> DATA SECTION:
====

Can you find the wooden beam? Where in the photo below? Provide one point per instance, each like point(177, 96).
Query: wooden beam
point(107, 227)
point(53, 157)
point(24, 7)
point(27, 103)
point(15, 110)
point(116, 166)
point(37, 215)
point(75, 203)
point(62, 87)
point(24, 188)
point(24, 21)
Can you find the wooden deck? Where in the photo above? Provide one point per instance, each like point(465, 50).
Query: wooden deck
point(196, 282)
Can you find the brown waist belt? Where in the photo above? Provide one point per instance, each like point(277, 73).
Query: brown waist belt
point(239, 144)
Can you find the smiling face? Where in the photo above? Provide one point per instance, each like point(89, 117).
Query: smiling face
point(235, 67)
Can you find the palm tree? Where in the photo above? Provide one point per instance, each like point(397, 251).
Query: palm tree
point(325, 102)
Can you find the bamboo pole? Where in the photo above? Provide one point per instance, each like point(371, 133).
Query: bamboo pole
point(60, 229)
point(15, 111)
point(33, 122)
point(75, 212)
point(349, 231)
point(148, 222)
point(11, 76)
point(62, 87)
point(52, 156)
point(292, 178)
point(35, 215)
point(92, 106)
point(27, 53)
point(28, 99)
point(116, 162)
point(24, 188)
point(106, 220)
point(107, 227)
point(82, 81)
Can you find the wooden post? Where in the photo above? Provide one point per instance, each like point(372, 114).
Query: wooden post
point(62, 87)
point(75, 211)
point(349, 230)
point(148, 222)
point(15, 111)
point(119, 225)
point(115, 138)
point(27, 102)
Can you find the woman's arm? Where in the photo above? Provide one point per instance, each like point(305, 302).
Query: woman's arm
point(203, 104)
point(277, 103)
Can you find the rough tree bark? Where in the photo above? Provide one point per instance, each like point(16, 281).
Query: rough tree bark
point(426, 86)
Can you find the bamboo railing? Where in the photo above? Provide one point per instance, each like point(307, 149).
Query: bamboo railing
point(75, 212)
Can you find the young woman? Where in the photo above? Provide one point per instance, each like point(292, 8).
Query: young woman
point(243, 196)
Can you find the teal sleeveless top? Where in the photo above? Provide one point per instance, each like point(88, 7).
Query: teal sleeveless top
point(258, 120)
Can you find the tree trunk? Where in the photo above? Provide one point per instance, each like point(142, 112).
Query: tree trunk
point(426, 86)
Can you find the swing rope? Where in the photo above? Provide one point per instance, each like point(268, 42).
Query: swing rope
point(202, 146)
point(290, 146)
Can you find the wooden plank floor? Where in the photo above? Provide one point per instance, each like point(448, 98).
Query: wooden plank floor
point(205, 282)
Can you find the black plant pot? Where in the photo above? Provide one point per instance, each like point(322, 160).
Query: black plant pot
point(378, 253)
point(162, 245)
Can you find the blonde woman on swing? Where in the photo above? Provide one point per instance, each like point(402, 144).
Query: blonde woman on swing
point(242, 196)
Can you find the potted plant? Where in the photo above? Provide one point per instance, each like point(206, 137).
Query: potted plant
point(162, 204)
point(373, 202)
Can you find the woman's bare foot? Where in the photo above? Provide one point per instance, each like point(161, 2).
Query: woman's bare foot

====

> DIRECTION: Rewrite all of the entries above with each "Query" switched to "Target", keeping every other character as it is.

> IN RESPONSE:
Can you find the wooden beam? Where in the photo below? Provide one point per instance, each like point(177, 96).
Target: wooden beam
point(107, 227)
point(53, 157)
point(24, 7)
point(27, 103)
point(15, 110)
point(116, 166)
point(37, 215)
point(75, 203)
point(62, 87)
point(24, 188)
point(24, 21)
Can you find the wooden deck? Where in the photo above? Provide one point per instance, each like point(465, 50).
Target: wooden deck
point(196, 282)
Can you find the brown waist belt? Where in the photo above? Provide one point per instance, each like point(277, 73).
Target: brown waist belt
point(239, 144)
Can you find the smiling face? Where in the photo above? Provide one point per instance, each like point(89, 117).
Target: smiling face
point(235, 67)
Can you find the palm tree? Where in the photo above? Provide one point per instance, each like point(397, 251).
Target: palm tree
point(325, 102)
Can you find the bamboo pole? Where in the photo above? Provide one point per instance, each like point(371, 133).
Target: bamboo pole
point(60, 229)
point(15, 111)
point(33, 122)
point(75, 212)
point(349, 231)
point(148, 222)
point(11, 76)
point(62, 87)
point(52, 156)
point(292, 178)
point(35, 215)
point(92, 106)
point(27, 53)
point(28, 99)
point(116, 162)
point(24, 188)
point(106, 220)
point(107, 227)
point(82, 81)
Can you find the wooden post? Where in the photo above? Provide one point per instance, each like point(372, 114).
Target: wooden post
point(62, 87)
point(75, 211)
point(349, 230)
point(148, 222)
point(15, 111)
point(119, 225)
point(115, 138)
point(27, 102)
Can you find the woman's arm? Where in the photo above? Provide one point per instance, each like point(305, 302).
Target: woman's arm
point(203, 104)
point(277, 103)
Can you find the rough tree bark? Where in the photo above? Provide one point per instance, each like point(16, 281).
Target: rough tree bark
point(426, 86)
Can you find the bamboo railing? Where in the photo above? Provide one point per instance, each like point(307, 149).
Target: bamboo railing
point(75, 212)
Can you find the young woman? Where in the photo above? Provide one point per instance, each like point(292, 8).
Target: young woman
point(243, 196)
Can you find the teal sleeveless top? Where in the photo above? Provide one point per instance, each like point(88, 7).
Target: teal sleeveless top
point(258, 120)
Can you find the tree trunk? Where in the photo above? Provide one point per instance, each like point(142, 112).
Target: tree trunk
point(426, 86)
Can you find the swing rope? Where in the photo above? Provide one point per instance, each like point(268, 42).
Target: swing rope
point(202, 146)
point(290, 146)
Can you find the wooden plank floor? Where in the photo above? Provide one point per instance, each like point(448, 98).
Target: wooden plank floor
point(205, 282)
Can you find the black plant pot? Where in the photo above? Provide one point per instance, each like point(322, 160).
Target: black plant pot
point(378, 253)
point(162, 245)
Can you find the blonde woman on swing? Where in the photo above? Provide one point per instance, each like point(402, 144).
Target: blonde woman on swing
point(242, 196)
Can you find the potted plant? Where in the photo above? Provide one point per instance, each like point(206, 137).
Target: potted plant
point(162, 204)
point(373, 202)
Can you find the woman's bare foot? Where in the photo above? Provide one point per instance, each like point(161, 2).
Target: woman's bare foot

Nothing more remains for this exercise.